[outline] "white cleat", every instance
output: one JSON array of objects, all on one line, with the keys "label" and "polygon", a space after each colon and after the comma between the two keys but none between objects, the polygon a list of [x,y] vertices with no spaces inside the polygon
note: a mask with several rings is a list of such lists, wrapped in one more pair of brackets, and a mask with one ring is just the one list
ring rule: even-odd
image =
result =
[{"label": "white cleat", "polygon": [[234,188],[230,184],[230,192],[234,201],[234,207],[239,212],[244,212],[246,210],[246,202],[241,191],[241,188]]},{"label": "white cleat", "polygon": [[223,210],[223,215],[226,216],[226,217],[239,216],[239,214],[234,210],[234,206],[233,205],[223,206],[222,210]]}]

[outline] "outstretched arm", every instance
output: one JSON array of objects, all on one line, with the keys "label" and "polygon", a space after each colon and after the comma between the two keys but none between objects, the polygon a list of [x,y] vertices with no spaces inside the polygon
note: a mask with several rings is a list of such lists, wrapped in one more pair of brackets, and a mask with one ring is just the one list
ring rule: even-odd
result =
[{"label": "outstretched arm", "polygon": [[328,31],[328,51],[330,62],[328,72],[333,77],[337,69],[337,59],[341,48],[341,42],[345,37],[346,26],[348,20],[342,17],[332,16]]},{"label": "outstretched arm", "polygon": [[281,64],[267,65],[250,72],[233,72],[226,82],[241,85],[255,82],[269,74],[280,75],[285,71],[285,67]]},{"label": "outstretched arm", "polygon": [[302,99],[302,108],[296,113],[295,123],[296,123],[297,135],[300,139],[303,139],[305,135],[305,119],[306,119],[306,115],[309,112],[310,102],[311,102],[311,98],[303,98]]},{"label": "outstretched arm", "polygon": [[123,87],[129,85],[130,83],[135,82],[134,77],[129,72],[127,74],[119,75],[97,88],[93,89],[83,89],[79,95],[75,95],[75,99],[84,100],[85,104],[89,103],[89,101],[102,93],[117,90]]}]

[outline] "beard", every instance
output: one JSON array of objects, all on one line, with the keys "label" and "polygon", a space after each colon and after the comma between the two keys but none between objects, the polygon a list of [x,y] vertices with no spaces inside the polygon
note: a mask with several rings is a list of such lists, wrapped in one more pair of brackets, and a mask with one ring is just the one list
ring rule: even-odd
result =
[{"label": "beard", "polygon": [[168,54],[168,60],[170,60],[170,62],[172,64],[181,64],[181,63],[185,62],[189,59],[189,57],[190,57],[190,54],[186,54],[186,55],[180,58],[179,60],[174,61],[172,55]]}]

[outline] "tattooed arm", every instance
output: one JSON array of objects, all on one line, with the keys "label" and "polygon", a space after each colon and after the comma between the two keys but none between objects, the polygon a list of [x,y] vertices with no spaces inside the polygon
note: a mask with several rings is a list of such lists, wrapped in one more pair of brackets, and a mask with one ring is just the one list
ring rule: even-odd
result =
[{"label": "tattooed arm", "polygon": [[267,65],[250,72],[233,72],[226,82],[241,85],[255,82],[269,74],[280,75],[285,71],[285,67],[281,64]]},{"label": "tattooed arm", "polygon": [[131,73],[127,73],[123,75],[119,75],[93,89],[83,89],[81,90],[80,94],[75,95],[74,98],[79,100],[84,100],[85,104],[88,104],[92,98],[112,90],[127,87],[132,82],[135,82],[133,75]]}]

**EXERCISE GOAL**
Select every line of the items above that contains the word "outline" and copy those lines.

**RESPONSE TO THE TASK**
[outline] "white cleat", every instance
[outline] "outstretched arm", every instance
[outline] "beard", every instance
[outline] "tattooed arm", every instance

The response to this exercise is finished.